Records to process>
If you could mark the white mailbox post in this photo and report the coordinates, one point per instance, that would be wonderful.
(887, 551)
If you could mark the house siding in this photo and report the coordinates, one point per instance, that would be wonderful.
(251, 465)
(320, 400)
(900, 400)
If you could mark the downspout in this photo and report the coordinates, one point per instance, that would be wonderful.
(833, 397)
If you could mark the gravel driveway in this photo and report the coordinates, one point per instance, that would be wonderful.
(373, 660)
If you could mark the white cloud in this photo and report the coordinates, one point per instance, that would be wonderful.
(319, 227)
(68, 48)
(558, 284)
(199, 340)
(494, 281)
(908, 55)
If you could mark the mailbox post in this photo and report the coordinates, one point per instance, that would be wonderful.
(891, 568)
--
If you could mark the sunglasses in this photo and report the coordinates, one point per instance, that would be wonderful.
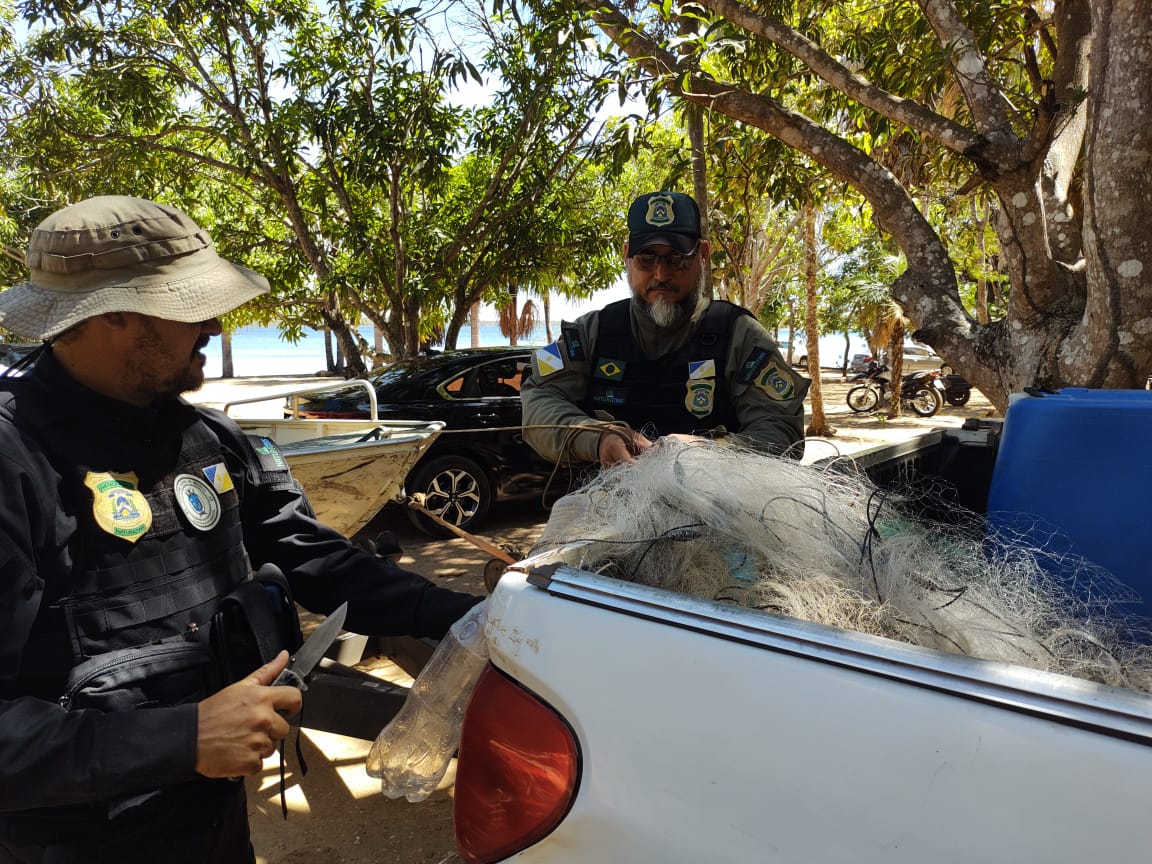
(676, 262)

What is required> List each line above that contains the string "mailbox", matching its case exactly.

Reply>
If you could mark the white mailbox post in this photo and report the coordinates, one point per instance, that would be wonderful.
If you could mark the mailbox post in this photo and report the coordinates, one point per instance, that would be wonderful.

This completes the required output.